Render the listing below, from the line with "the metal fence." up to and including the line with "of the short", as a Markdown table with the columns Row and Line. Number each row and leave out blank lines.
* Start *
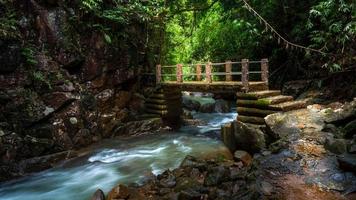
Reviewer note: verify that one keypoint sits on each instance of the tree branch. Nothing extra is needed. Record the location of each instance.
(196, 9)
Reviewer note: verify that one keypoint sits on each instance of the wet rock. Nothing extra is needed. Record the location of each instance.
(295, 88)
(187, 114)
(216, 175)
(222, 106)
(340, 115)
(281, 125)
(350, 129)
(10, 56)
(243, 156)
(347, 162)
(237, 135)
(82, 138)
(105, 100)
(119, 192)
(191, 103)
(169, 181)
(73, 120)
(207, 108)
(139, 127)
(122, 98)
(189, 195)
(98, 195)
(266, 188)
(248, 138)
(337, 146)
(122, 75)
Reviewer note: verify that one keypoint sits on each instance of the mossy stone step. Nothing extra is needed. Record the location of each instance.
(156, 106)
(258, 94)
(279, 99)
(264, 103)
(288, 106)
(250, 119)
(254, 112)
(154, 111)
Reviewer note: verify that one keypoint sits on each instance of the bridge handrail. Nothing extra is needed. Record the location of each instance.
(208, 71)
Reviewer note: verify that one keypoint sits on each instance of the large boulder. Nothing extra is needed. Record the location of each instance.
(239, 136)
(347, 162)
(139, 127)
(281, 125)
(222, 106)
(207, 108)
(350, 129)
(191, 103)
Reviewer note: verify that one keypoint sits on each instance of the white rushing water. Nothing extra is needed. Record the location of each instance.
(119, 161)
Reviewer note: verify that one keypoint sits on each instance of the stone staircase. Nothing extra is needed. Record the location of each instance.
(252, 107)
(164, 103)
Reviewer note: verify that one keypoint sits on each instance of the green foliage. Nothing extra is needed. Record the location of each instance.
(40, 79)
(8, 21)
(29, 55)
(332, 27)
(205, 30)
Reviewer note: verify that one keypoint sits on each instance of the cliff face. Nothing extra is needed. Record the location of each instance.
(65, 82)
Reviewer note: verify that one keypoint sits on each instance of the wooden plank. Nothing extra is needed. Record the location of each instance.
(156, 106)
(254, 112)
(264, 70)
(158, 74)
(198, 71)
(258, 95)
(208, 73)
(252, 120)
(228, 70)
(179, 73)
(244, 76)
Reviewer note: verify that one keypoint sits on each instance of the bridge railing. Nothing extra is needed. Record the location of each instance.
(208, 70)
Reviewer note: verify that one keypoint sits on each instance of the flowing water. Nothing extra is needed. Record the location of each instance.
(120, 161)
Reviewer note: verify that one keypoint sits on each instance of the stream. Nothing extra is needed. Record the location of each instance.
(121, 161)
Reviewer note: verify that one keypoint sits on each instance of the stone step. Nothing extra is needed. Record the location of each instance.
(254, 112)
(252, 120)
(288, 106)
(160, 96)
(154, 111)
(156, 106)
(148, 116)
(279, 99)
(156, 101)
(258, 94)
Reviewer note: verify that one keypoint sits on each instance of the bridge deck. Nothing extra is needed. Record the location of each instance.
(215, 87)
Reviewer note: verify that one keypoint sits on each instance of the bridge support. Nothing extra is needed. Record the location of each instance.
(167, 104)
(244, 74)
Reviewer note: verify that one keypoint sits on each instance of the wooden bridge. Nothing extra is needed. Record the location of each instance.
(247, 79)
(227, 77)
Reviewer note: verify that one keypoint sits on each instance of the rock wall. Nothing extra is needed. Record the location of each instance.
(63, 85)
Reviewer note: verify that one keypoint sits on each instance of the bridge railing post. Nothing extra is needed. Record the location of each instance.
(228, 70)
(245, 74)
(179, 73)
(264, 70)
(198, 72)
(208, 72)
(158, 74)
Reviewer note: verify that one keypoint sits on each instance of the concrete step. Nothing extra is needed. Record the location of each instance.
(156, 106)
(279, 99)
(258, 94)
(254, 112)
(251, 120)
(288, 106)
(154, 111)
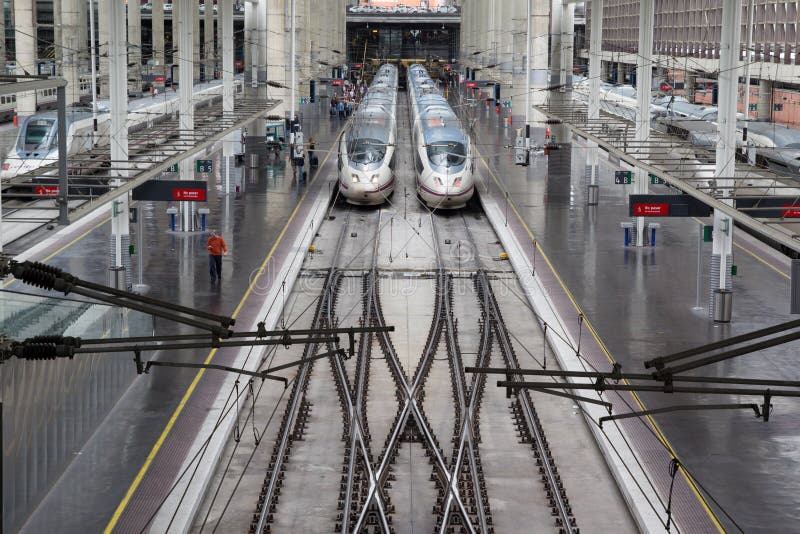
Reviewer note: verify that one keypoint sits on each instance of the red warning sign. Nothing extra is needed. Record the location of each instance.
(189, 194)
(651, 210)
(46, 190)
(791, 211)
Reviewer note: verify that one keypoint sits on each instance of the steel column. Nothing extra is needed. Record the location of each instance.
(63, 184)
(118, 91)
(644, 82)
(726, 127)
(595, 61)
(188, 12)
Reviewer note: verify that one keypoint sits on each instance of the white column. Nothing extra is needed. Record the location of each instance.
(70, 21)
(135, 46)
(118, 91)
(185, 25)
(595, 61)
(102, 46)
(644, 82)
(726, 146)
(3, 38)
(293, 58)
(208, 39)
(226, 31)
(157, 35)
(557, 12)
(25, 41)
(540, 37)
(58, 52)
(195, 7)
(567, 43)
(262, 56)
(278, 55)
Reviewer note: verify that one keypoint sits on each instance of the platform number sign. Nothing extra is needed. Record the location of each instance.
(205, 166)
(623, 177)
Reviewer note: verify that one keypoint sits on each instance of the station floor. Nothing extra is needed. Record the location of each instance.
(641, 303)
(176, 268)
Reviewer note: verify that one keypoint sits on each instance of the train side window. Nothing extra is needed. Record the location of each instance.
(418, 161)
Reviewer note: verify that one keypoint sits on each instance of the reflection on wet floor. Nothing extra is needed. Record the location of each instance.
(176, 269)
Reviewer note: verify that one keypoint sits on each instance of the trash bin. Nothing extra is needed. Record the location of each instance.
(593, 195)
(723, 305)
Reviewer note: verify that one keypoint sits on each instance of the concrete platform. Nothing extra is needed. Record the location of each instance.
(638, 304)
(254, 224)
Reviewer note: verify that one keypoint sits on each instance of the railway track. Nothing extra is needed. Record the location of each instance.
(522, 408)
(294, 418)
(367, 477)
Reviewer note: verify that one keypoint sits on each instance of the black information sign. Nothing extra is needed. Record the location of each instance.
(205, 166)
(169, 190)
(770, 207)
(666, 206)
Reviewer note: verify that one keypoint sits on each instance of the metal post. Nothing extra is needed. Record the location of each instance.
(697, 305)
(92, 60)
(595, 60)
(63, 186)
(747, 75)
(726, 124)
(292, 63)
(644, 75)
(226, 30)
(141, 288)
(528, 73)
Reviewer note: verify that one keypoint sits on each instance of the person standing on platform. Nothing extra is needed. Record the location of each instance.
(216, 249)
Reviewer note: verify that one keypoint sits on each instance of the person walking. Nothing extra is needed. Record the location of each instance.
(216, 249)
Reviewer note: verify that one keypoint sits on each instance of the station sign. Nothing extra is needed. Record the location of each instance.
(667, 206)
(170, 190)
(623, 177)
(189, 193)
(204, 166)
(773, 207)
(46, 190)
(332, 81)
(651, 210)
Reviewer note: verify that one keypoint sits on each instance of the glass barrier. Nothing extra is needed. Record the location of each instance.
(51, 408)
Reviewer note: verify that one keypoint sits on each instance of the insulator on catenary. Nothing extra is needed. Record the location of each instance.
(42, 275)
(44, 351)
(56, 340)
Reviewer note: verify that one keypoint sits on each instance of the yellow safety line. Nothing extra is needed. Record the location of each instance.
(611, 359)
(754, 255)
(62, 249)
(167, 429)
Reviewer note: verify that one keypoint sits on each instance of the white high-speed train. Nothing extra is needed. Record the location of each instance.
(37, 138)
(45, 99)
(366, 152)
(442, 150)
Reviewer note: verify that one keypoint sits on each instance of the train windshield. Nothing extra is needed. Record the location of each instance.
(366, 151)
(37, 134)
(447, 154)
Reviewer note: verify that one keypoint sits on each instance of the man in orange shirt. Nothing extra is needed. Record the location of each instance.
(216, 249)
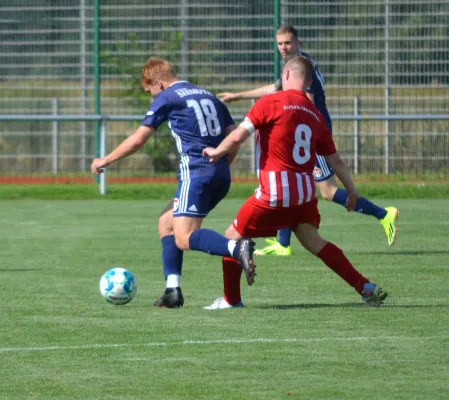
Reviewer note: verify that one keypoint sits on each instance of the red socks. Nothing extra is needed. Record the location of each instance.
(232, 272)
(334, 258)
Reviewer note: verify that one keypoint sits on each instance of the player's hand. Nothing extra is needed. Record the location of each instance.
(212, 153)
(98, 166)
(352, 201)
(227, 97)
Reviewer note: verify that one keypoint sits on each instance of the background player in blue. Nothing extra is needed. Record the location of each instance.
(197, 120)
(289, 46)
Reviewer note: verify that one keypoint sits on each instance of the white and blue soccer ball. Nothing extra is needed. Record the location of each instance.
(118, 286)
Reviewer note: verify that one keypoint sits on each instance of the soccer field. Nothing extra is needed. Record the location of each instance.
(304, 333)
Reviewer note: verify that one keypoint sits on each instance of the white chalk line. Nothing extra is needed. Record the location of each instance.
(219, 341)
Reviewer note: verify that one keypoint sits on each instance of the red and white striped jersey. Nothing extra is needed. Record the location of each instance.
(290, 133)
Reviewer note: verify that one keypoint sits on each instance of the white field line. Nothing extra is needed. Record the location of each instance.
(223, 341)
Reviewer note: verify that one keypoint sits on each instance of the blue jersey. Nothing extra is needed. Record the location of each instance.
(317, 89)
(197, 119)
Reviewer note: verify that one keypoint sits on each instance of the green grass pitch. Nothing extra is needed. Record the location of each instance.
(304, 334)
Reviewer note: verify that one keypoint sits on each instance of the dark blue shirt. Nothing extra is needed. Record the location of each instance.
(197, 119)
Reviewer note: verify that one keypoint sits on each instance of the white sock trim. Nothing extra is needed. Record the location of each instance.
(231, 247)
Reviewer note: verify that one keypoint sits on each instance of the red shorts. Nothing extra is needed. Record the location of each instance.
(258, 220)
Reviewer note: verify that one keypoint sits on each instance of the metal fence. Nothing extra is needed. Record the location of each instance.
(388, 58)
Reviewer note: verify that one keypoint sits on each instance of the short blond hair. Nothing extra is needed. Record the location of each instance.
* End *
* Start *
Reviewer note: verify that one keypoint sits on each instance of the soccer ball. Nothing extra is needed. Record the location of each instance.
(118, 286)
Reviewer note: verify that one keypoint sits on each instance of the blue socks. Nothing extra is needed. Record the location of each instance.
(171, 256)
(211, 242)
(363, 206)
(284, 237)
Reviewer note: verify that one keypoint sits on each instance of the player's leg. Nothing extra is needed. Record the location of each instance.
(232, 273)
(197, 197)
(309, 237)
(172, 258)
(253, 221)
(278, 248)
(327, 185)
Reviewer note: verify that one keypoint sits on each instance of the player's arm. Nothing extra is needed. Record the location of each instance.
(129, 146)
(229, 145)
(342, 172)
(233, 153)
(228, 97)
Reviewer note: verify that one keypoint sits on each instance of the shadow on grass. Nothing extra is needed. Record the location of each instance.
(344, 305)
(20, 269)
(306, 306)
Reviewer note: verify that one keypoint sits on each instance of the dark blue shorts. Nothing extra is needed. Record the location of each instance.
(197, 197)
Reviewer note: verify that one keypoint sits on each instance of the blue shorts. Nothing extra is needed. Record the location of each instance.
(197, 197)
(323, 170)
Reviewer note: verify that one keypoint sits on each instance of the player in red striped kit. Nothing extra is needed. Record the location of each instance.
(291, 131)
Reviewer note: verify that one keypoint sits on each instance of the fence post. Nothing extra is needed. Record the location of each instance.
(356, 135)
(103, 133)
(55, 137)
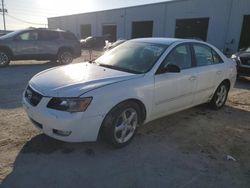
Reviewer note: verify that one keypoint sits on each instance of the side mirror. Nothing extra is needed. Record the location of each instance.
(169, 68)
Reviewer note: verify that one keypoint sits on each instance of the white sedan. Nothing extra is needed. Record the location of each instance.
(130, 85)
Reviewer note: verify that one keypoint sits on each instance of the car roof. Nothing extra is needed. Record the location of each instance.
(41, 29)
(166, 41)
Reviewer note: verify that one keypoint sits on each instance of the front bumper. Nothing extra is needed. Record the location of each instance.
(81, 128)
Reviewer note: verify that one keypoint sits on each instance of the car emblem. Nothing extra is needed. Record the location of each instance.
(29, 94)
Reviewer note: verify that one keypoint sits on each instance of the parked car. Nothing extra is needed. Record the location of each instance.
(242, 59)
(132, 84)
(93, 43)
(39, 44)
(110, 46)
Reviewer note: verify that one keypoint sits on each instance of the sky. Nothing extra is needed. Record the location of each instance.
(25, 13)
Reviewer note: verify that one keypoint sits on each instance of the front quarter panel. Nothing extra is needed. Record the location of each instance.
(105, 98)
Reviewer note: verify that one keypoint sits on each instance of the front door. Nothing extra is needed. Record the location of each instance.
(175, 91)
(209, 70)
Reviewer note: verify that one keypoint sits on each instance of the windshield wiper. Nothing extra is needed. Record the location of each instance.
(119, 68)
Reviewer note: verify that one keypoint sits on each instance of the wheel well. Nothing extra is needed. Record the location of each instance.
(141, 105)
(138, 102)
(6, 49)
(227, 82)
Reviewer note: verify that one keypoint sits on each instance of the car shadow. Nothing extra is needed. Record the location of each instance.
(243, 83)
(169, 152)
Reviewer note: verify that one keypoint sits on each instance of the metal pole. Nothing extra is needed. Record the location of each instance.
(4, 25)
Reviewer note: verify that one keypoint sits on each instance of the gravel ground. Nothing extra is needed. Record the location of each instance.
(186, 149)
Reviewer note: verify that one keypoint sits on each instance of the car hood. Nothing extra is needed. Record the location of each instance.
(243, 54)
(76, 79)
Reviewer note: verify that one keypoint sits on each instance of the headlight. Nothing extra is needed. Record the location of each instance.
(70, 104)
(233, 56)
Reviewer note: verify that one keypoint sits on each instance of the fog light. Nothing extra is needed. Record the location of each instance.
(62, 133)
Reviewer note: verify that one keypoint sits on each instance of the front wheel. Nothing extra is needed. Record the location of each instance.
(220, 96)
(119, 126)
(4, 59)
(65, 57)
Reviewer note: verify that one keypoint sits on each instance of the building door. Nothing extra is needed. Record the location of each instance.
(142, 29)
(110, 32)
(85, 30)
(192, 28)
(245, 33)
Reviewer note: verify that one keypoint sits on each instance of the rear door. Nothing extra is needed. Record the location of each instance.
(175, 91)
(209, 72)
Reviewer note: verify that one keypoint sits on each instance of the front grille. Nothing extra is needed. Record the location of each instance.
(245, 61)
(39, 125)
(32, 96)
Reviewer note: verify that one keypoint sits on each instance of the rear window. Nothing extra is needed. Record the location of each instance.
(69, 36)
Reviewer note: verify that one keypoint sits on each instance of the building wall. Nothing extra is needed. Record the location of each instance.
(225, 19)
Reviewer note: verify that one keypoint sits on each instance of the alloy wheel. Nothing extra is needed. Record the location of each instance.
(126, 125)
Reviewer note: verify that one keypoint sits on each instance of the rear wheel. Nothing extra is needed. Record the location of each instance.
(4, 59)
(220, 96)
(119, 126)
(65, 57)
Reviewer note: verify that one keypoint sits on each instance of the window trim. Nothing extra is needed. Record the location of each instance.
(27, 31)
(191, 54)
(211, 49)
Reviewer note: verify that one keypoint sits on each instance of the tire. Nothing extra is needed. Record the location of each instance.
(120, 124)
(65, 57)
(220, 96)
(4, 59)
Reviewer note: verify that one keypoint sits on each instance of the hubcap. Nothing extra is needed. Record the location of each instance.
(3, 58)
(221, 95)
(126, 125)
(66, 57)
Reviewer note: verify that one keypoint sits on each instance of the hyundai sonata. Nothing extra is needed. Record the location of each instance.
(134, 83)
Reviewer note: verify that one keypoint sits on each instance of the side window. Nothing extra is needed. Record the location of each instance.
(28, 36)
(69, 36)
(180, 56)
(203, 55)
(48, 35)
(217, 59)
* End *
__TASK RESULT__.
| Row | Line |
|---|---|
| 1 | Reviewer note: verify that one keypoint sits on each instance of the metal fence. Nothing extra is needed. Record the location of each instance. |
| 2 | (388, 58) |
| 3 | Reviewer note: verify that one keypoint sits on each instance of the short blond hair. Nothing extra is needed. Record the location of each instance. |